+++ GESELECTEERD FRAGMENT +++

Art.4. De Vlaamse Executieve stelt tweejaarlijks een richtnota op waarin zij haar beleid tegenover de GOM's bepaalt en de opdrachten omschrijft die in dit beleid moeten worden gesitueerd.
  De Vlaamse Executieve organiseert een overleg met de GOM's over de opstelling van de richtnota. Hierbij maken de GOM's hun voorstellen en initiatieven kenbaar.
  De richtnota bepaalt tevens de wijze waarop de coördinatie en het overleg tussen de Diensten van de Vlaamse Executieve en de GOM's geregeld wordt. Dit overleg heeft mede betrekking op de acties en initiatieven van de GOM's zoals bedoeld in dit hoofdstuk, alsmede op de resultaten ervan. De richtnota vormt een onderdeel van de sociaal-economische planning van het Vlaamse Gewest en wordt medegedeeld aan de Vlaamse Raad.
  De Vlaamse Executieve wint het advies in van de SERV over het ontwerp van richtnota.

Art.5. De GOM die erom wordt verzocht, brengt aan de SERV advies uit met betrekking tot aangelegenheden eigen aan haar werkgebied. Indien de aangelegenheid verder reikt dan het werkgebied van één GOM, kan de SERV alle betrokken GOM's vragen dit advies gemeenschappelijk op te stellen.

+++

• OPGAVEN:
• A. Hoe vaak stelt de Vlaamse Executieve volgens het fragment een richtnota op?
• B. Som alle organen en diensten op die in het fragment bij naam worden genoemd.
• C. Schrijf uit het fragment letterlijk over, beginnend bij "Art.4. De Vlaamse" en eindigend bij "moeten worden gesitueerd.".
De lijst die volgt heeft niets met het fragment te maken.

+++ VASTGELEGDE GEGEVENS +++

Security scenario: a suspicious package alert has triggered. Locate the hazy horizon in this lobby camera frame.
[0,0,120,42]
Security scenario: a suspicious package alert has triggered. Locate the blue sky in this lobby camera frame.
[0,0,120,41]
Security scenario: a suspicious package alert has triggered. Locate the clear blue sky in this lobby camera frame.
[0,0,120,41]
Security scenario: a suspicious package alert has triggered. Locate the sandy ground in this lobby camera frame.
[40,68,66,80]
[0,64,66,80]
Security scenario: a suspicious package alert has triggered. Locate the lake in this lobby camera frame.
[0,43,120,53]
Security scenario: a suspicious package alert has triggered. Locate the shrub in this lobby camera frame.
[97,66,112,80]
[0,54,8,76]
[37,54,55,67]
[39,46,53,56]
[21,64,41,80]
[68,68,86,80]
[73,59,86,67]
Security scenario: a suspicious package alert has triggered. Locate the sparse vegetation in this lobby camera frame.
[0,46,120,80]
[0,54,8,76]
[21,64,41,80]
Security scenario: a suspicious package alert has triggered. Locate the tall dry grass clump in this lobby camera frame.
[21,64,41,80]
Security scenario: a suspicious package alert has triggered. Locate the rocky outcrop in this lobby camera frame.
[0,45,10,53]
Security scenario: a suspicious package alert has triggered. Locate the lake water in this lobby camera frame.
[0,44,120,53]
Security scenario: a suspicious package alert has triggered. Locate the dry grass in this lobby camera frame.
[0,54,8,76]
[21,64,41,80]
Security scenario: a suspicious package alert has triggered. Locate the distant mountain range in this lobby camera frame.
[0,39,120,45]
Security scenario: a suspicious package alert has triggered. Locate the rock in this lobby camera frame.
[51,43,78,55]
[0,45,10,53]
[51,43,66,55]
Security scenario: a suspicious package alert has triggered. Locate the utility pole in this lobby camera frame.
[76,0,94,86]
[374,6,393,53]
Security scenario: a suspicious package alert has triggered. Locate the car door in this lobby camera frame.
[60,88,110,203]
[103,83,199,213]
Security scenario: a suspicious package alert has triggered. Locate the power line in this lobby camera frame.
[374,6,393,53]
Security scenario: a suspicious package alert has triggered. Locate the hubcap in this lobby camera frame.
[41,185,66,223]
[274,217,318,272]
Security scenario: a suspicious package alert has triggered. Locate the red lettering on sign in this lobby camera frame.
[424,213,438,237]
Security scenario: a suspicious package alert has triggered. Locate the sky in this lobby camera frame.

+++

• ANTWOORDEN PER OPGAVE:
• A. Tweejaarlijks.

• B. De Vlaamse Executieve, de GOM's, de Diensten van de Vlaamse Executieve, de SERV en de Vlaamse Raad.

• C.
Art.4. De Vlaamse Executieve stelt tweejaarlijks een richtnota op waarin zij haar beleid tegenover de GOM's bepaalt en de opdrachten omschrijft die in dit beleid moeten worden gesitueerd.